◆ **DATA LISTING**:
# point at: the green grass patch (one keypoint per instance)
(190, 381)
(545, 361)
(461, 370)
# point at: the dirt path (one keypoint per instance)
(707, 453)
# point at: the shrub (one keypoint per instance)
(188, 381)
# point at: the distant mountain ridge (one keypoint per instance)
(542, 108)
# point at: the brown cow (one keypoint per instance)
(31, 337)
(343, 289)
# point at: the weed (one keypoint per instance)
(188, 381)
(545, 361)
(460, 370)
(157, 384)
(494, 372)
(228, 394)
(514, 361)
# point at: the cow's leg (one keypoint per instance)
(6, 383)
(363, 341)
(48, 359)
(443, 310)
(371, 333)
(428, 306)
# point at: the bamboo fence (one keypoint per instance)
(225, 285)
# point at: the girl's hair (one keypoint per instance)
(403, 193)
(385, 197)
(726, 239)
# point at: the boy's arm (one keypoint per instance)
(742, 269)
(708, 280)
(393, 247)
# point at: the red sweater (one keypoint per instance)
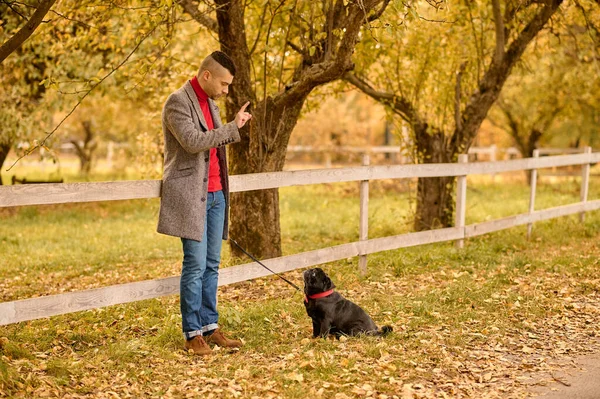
(214, 171)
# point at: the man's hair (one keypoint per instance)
(220, 58)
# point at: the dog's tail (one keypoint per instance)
(385, 330)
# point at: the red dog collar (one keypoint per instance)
(317, 296)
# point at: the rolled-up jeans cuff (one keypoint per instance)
(209, 327)
(191, 334)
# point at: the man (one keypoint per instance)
(195, 194)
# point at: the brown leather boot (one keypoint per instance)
(218, 338)
(198, 345)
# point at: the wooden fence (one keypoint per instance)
(35, 308)
(491, 153)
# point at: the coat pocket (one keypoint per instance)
(182, 171)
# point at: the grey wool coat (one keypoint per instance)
(185, 176)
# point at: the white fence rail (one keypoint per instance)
(35, 308)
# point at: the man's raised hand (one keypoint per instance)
(242, 116)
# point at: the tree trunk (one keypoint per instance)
(4, 150)
(435, 203)
(86, 149)
(255, 214)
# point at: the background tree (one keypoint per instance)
(282, 51)
(550, 97)
(442, 77)
(99, 49)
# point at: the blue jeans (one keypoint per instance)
(200, 272)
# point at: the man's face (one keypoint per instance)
(216, 83)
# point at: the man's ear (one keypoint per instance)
(205, 75)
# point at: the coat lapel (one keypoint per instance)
(214, 111)
(189, 90)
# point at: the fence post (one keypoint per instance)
(493, 156)
(461, 199)
(585, 181)
(364, 217)
(533, 188)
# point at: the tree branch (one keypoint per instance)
(398, 104)
(378, 13)
(42, 144)
(499, 22)
(191, 8)
(457, 93)
(23, 34)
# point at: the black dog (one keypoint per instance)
(331, 313)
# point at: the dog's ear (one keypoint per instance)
(328, 284)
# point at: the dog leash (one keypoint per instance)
(260, 263)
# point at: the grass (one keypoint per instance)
(464, 320)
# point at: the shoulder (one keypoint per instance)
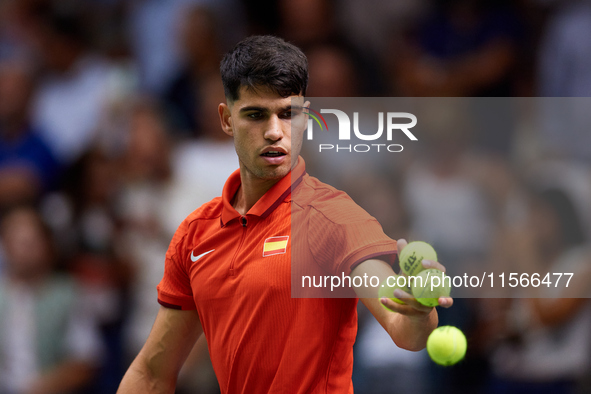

◆ **TASK DIRECTIONS**: Give back all the material exactly, with no pictures.

◆ **WRITTEN SOLUTION**:
# point at: the green grass patch (one keypoint per instance)
(190, 381)
(545, 361)
(461, 370)
# point at: the dirt path (one keypoint per instance)
(707, 453)
# point at: the shrub (one keypoint per instance)
(188, 381)
# point at: the distant mountain ridge (one keypoint per instance)
(542, 108)
# point at: the brown cow (one keypoint per instance)
(31, 337)
(343, 289)
# point at: the weed (one keypoint per instance)
(188, 381)
(545, 361)
(460, 370)
(157, 384)
(494, 372)
(228, 394)
(514, 361)
# point at: the cow's leg (one keypoint per instance)
(6, 383)
(363, 341)
(48, 359)
(443, 310)
(371, 333)
(428, 306)
# point at: the bamboo fence (one keypoint per instance)
(225, 285)
# point at: the girl's hair (one keypoint per instance)
(403, 193)
(385, 197)
(726, 239)
# point at: the boy's arm (one keypoint per instance)
(742, 269)
(708, 280)
(393, 247)
# point at: the red sweater (one keypoint per instance)
(214, 171)
# point at: the man's hair (one keypoint per instance)
(220, 58)
# point at: the dog's tail (one keypoint per instance)
(385, 330)
# point at: the red dog collar (one keypoint per instance)
(317, 296)
# point at: the rolled-up jeans cuff (one keypoint per instance)
(209, 327)
(191, 334)
# point at: the man (one keypoint per instance)
(195, 194)
# point at: the brown leather boot (one keypoint per instance)
(218, 338)
(198, 345)
# point at: the wooden fence (one keypoint per instance)
(35, 308)
(491, 153)
# point at: the coat pocket (one keypoint per instance)
(182, 171)
# point at: the grey wool coat (one keypoint per instance)
(185, 176)
# point at: the white fence rail (one keypoint per instance)
(35, 308)
# point at: the man's raised hand (one keypoint per instance)
(242, 116)
# point at: the tree trunk (one keypoint per instance)
(4, 150)
(435, 203)
(86, 149)
(255, 214)
# point at: the background tree (one keypoint per instance)
(282, 51)
(550, 97)
(442, 77)
(99, 49)
# point at: the blue jeans (one keypoint per instance)
(200, 272)
# point at: the man's face (one keypoint per instance)
(216, 83)
# point at: the man's ear (one keypoint per instance)
(205, 75)
# point at: the coat lapel (one keypoint per instance)
(214, 111)
(189, 90)
# point at: the fence post (one keypoint per instance)
(493, 156)
(461, 199)
(585, 181)
(364, 217)
(533, 188)
# point at: the tree branch (one keypoint per instance)
(398, 104)
(378, 13)
(42, 144)
(499, 22)
(191, 8)
(457, 93)
(23, 34)
# point at: the black dog (one keypoint per instance)
(331, 313)
# point at: the dog's ear (one keypoint per instance)
(328, 284)
# point at: the dog leash (one keypoint per instance)
(260, 263)
# point at: the grass (one keypoint per instance)
(464, 320)
# point at: the shoulder (one keypoint per instance)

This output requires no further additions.